* **Task requirements**: Reproduce, without any alteration, the stretch of items from the line containing "like [(118, 230)]." through the line containing "[(39, 271)]", including both of those lines.

Lines of data:
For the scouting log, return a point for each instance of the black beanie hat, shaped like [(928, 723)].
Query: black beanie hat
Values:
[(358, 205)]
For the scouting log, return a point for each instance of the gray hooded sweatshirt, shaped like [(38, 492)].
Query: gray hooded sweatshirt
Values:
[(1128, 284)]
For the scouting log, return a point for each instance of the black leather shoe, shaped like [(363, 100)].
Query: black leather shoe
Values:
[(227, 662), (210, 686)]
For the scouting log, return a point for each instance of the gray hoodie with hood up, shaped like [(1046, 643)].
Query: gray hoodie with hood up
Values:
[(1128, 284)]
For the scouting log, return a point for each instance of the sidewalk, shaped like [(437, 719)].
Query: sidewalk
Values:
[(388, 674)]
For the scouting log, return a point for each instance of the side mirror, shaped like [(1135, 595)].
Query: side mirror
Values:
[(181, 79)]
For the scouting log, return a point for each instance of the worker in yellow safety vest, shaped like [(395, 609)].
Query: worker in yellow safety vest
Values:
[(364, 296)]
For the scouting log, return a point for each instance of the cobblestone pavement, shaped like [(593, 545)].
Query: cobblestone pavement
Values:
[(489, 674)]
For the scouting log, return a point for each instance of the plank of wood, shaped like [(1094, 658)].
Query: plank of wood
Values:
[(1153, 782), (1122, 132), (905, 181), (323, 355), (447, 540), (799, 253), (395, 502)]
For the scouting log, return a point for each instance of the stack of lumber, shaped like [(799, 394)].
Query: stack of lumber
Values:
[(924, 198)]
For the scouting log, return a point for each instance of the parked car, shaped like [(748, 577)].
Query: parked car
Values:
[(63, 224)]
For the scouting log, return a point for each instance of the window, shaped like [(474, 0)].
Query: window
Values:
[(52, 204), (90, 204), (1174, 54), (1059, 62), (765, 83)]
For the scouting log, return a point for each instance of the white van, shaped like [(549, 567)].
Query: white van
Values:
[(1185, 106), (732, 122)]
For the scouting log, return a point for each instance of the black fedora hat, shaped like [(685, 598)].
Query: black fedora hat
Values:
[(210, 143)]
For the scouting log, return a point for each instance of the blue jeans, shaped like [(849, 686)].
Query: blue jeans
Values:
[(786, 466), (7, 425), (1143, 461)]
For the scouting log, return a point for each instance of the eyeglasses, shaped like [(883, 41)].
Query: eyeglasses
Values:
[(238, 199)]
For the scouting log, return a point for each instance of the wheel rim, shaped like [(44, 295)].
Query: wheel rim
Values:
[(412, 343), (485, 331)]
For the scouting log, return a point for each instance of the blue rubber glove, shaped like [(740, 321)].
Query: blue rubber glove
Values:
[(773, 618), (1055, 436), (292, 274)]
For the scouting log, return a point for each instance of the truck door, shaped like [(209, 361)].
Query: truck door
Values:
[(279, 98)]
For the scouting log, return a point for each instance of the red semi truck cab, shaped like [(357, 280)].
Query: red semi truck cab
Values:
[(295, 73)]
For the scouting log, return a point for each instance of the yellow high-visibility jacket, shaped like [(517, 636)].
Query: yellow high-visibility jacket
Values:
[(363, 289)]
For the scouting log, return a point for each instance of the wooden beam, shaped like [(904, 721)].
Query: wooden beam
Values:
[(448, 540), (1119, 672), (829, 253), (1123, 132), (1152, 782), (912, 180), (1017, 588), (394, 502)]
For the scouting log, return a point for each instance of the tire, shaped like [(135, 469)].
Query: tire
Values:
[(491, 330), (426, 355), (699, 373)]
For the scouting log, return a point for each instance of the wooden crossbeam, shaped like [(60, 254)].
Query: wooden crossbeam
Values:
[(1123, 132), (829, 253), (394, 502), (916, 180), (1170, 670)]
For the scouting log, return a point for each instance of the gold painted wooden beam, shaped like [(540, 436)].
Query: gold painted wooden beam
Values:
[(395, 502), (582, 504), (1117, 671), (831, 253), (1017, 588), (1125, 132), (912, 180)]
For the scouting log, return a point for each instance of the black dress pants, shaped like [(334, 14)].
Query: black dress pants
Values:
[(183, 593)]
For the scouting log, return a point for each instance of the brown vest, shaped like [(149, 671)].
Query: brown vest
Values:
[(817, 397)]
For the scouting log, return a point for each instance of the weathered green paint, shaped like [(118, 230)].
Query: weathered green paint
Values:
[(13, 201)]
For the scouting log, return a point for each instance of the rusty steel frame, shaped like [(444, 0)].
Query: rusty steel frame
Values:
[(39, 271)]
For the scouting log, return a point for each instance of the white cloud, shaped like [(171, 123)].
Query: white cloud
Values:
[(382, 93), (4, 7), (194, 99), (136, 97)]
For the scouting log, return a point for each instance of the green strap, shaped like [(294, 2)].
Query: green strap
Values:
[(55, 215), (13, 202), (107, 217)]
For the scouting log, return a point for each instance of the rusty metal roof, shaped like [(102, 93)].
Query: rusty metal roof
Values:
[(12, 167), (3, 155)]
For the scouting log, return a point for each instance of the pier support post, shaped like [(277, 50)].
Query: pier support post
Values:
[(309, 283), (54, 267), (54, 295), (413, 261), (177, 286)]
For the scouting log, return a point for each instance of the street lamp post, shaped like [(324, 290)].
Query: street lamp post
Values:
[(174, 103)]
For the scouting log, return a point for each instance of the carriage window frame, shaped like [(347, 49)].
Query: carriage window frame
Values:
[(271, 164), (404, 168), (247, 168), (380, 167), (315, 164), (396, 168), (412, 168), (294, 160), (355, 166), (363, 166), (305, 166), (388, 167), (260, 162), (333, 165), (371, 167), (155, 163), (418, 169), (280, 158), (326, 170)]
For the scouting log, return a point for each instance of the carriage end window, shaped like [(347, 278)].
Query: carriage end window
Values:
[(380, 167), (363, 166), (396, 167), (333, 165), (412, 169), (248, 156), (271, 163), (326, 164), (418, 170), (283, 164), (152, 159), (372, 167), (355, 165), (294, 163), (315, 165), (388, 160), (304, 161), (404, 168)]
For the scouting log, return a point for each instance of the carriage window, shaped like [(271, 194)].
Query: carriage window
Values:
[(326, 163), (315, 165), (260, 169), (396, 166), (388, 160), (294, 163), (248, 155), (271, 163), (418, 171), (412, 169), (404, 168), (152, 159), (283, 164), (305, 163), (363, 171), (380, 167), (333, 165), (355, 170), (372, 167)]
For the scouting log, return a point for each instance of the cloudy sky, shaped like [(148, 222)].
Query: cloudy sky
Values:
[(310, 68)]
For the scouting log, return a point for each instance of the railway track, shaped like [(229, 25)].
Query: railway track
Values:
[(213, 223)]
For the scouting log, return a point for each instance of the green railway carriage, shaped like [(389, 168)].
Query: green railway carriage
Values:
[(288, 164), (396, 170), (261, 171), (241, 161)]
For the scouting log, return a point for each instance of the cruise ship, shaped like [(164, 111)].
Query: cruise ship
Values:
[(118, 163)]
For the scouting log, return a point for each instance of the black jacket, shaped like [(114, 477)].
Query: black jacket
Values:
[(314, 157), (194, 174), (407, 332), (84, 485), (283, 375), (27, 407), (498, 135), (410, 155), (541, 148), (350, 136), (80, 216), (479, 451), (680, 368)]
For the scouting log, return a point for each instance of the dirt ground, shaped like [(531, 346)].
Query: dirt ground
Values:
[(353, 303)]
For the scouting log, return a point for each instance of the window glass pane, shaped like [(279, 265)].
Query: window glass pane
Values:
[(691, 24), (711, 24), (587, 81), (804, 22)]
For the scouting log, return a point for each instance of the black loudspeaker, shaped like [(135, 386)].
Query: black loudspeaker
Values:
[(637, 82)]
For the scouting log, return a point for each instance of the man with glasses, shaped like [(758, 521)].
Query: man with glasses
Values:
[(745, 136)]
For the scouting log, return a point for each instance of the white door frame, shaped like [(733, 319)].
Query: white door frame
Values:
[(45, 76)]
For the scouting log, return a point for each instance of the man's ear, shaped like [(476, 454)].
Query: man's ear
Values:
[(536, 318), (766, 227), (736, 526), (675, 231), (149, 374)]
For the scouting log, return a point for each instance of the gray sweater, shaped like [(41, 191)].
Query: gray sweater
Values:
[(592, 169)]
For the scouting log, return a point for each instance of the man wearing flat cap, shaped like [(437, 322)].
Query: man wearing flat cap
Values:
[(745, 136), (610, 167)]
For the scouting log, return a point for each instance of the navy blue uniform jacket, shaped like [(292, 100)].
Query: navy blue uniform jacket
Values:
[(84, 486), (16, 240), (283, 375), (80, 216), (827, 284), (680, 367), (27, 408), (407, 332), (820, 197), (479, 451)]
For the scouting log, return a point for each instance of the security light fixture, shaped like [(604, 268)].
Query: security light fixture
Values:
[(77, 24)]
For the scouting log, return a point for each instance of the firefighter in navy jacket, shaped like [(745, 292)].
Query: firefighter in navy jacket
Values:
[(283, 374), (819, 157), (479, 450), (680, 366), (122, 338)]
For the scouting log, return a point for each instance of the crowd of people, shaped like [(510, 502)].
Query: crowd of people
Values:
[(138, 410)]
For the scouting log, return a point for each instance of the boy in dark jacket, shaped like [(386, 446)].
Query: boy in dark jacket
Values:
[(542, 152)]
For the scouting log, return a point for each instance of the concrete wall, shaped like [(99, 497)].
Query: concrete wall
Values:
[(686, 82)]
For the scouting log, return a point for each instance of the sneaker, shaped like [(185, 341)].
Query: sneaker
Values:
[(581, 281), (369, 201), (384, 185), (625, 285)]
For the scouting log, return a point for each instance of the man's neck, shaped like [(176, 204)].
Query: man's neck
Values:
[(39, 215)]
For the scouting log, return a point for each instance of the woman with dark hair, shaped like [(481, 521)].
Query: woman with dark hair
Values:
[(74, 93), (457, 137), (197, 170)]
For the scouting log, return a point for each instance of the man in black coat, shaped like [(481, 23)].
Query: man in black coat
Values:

* **Correct result**:
For the scouting log, return a point for each instance of the weathered green paint, shaped like [(118, 230)].
Query: weathered green paint
Values:
[(13, 201)]
For the scouting log, return a point for each instance of the rusty steel frame, shaped like [(444, 0)].
Query: rusty steel frame
Values:
[(39, 271)]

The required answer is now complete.